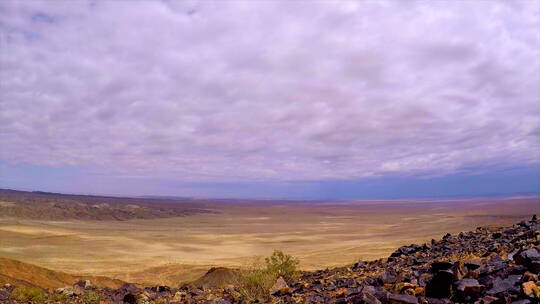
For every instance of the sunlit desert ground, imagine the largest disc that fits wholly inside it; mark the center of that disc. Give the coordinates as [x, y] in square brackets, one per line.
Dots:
[180, 249]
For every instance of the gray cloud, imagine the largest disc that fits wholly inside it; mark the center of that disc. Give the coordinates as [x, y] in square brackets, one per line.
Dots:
[268, 90]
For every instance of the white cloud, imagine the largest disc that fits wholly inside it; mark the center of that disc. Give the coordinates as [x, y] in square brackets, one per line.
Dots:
[267, 90]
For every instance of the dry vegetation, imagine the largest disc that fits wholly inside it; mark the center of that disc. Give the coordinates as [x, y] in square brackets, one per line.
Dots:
[173, 250]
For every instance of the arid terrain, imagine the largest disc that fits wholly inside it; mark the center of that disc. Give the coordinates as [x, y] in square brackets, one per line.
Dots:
[170, 250]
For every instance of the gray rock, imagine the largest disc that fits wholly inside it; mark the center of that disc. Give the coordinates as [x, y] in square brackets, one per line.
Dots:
[402, 299]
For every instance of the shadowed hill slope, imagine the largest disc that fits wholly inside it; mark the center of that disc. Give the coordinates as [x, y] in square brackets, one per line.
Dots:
[18, 273]
[55, 206]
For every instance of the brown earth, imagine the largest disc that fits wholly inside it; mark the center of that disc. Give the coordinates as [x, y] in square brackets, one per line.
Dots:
[18, 273]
────────────────
● **Set task**
Copy the rows above word for word, starting at the line that contains "For every instance of the white" and running through the last row, inclusive.

● **Answer for the task**
For every instance of the white cloud, imagine the largest disc that fits wholly inside it; mark the center of that disc. Give the coordinates as [x, y] in square brackets, one per line.
Dots:
[267, 90]
For every instance of the dry vegetation, imagine the largest disc that fits wholly inside it; mark the center of that disc. Give the coordinates as [x, y] in square brackets, one per line.
Dots:
[173, 250]
For every instance of the arid terrain, imagine the largest disc that fits wholly inside it; mark the center of that disc. Give the coordinates as [x, y] in square brackets, one per line.
Dots:
[170, 250]
For every instance of the gray rock, imagine the largest disc that fits wholly inside it; mark the center of that disc. Give the coordinates as [x, y] in square brackets, one per line.
Dots:
[402, 299]
For every instance of the shadowed hill slope, imagine the largest disc that fits wholly inside it; mark the center of that disc. Give the coordinates as [x, y] in square brackets, one per line.
Dots:
[18, 273]
[55, 206]
For every instance of the brown earth, imagine the largest disc that fits wholly inside it; mark the center of that disc. Give the coordinates as [x, y] in square brackets, one per line.
Dots:
[18, 273]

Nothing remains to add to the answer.